What you are asked to do
The line containing "Target: white plate" and every line after it, through the last line of the records, are to be transcribed exactly, and nothing else.
##### Data shown #####
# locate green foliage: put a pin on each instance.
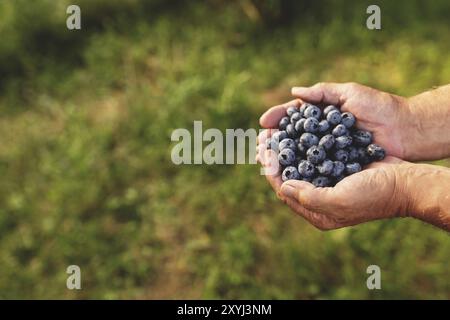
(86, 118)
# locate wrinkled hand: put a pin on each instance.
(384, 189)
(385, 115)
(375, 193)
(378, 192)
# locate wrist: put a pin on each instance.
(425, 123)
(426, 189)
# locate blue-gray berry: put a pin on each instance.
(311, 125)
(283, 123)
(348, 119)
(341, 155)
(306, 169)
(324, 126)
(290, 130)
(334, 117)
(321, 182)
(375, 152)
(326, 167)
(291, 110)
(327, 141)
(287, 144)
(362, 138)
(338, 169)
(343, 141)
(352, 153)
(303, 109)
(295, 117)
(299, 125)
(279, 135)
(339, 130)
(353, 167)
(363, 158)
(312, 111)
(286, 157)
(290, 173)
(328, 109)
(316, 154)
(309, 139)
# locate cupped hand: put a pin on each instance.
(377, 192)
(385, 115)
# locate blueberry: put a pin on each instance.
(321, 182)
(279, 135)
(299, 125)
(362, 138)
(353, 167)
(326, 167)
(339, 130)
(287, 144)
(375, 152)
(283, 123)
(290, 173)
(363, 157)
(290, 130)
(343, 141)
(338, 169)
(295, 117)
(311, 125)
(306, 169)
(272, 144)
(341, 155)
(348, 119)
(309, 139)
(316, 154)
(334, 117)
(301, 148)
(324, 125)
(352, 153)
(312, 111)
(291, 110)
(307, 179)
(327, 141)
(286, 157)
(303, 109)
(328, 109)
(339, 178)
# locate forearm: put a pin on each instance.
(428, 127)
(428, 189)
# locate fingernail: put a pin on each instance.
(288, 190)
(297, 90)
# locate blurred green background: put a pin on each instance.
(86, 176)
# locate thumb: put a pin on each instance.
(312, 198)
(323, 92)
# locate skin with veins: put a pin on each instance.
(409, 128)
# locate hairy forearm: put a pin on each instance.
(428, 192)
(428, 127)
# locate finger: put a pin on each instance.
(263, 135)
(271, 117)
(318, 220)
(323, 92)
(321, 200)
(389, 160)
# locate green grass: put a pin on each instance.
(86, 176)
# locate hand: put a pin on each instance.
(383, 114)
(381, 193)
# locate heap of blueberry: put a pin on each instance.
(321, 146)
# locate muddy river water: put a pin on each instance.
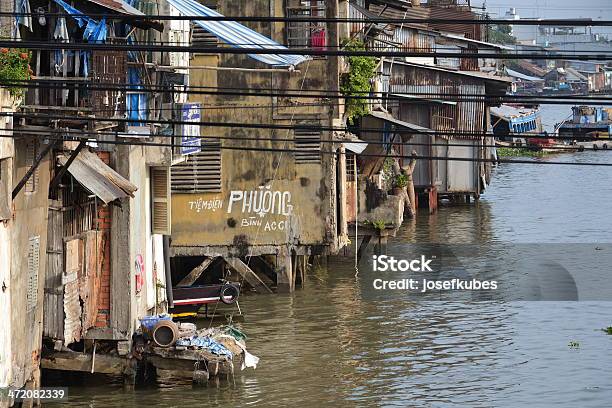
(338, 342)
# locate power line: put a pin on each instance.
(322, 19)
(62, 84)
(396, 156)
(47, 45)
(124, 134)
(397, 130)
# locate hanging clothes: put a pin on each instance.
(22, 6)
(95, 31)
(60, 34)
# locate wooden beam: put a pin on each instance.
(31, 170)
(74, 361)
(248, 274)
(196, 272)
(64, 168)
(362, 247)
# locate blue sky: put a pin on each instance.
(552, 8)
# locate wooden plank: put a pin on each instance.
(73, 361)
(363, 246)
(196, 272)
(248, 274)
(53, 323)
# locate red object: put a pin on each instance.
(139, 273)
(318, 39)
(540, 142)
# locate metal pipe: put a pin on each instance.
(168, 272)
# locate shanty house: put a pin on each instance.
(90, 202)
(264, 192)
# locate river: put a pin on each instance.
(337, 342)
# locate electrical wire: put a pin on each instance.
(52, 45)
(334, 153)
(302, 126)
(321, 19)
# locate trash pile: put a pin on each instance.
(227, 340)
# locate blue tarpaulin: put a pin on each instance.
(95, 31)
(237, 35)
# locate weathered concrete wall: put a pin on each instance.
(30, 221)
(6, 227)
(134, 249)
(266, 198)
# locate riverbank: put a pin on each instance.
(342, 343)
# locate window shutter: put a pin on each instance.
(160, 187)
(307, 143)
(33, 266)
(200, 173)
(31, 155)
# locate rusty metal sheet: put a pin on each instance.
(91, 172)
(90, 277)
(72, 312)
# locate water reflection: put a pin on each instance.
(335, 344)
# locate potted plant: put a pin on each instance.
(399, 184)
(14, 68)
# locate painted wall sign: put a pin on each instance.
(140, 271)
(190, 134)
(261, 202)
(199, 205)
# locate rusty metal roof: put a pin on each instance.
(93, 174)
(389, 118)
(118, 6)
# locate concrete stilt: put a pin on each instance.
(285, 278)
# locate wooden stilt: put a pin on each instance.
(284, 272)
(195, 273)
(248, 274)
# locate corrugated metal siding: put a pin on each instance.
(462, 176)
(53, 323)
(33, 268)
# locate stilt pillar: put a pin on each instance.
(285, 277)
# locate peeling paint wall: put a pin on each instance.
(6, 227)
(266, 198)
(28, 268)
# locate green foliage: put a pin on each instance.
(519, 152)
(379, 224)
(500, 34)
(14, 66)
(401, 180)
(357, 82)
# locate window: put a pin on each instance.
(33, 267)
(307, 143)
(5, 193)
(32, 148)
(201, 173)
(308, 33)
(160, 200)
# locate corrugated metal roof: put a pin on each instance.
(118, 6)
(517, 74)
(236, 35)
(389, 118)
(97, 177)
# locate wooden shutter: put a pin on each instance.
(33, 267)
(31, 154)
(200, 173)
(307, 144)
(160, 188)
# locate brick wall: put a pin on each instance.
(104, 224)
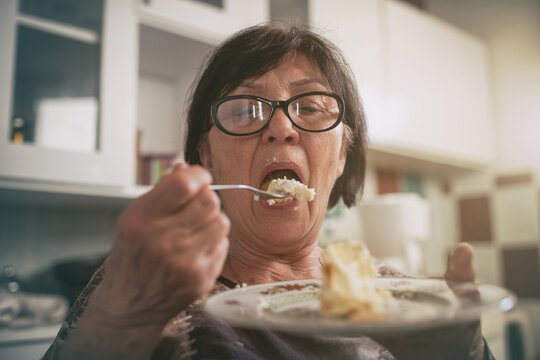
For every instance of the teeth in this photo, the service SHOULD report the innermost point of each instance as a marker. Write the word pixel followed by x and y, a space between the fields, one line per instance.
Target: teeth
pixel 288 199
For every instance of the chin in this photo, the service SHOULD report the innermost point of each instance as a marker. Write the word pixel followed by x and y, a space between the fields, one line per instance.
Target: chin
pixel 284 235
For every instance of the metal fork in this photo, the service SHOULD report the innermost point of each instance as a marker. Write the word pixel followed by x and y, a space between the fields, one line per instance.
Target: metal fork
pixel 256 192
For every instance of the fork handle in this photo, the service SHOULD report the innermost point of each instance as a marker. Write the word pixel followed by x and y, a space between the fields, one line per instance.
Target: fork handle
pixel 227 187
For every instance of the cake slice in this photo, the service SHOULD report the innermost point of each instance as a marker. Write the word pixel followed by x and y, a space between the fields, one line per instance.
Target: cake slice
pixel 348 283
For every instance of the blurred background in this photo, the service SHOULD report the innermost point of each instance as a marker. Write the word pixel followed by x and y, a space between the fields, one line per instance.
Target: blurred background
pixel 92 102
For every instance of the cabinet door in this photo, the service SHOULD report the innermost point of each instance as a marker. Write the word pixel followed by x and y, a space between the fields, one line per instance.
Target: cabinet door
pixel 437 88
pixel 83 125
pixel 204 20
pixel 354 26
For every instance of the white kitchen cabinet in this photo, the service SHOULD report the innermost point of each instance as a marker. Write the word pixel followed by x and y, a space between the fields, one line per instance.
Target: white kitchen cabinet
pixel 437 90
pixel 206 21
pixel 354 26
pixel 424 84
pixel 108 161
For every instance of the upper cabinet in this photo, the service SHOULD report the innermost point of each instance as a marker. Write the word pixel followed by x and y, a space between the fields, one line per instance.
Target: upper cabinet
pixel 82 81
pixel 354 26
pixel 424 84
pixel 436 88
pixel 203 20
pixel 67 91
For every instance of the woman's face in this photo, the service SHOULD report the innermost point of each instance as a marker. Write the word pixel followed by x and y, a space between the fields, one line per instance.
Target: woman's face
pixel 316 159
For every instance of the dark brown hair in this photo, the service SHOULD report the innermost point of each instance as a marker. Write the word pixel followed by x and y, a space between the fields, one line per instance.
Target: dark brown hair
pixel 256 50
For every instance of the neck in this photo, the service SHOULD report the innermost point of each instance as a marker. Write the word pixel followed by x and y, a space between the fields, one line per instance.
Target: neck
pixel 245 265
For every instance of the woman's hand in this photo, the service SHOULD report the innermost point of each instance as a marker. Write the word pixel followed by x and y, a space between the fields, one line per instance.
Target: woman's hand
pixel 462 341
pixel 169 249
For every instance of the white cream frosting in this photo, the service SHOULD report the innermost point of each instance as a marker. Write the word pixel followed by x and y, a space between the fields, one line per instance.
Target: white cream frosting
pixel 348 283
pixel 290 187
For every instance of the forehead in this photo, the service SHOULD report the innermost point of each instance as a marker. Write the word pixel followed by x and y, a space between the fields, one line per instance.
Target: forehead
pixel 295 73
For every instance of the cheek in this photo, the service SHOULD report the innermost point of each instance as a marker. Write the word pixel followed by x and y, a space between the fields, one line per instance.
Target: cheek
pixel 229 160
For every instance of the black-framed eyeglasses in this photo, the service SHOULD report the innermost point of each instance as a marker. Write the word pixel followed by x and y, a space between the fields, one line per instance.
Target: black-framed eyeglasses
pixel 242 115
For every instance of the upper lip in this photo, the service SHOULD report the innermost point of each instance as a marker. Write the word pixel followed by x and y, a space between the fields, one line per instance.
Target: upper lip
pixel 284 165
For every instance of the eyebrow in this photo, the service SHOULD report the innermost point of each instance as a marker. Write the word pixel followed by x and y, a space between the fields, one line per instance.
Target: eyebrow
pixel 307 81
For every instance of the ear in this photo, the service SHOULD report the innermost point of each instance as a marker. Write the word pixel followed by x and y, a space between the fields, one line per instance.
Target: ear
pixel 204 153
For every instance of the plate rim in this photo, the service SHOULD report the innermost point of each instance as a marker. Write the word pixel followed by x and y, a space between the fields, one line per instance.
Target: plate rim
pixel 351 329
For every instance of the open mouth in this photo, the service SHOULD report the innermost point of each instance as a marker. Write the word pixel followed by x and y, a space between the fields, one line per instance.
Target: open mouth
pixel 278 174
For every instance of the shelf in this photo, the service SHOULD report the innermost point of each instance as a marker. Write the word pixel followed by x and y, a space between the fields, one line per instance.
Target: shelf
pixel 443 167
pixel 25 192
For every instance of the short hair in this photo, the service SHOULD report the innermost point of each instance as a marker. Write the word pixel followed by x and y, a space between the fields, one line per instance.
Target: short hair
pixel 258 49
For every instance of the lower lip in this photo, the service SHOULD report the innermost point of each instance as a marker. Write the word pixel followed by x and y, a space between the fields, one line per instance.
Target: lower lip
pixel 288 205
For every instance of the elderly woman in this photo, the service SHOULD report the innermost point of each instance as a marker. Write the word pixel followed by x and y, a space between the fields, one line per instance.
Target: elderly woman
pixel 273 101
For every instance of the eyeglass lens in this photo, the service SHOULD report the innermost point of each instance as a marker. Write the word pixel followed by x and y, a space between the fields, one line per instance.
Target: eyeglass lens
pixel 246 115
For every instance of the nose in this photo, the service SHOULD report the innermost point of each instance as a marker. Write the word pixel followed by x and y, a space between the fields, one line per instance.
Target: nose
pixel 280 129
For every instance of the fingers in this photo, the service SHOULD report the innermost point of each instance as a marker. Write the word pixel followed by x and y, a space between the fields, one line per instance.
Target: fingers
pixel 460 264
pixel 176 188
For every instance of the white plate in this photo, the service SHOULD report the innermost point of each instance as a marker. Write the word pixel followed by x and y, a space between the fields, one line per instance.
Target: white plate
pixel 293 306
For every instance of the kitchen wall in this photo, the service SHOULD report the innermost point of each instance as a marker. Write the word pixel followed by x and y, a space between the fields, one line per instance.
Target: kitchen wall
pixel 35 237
#####
Reply to the task
Target: white plate
pixel 293 306
For every instance of the kitchen wall in this photo, the service SHOULD report the innermost point of each instance as a marker. Write the word pixel followed by x and y, a space between the fields, one line per instance.
Target: kitchen wall
pixel 35 237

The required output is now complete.